Dataset extract:
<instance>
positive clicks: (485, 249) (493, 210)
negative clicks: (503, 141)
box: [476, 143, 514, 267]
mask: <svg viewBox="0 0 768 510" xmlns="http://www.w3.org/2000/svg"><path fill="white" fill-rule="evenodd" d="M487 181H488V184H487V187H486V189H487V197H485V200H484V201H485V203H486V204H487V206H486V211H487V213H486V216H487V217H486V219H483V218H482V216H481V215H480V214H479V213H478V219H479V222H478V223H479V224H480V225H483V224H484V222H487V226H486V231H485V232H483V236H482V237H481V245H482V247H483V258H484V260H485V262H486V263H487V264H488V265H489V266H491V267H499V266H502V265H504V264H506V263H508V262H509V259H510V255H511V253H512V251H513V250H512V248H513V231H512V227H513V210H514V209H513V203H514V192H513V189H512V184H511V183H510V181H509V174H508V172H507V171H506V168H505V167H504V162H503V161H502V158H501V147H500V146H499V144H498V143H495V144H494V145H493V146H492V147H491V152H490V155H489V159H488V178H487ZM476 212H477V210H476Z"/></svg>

What you need to do:
In restating the data, begin at its first line, reproduce each line word for word, and conclude with the line that contains "negative clicks: (503, 141)".

Task result:
<instance>
positive clicks: (485, 249) (493, 210)
negative clicks: (503, 141)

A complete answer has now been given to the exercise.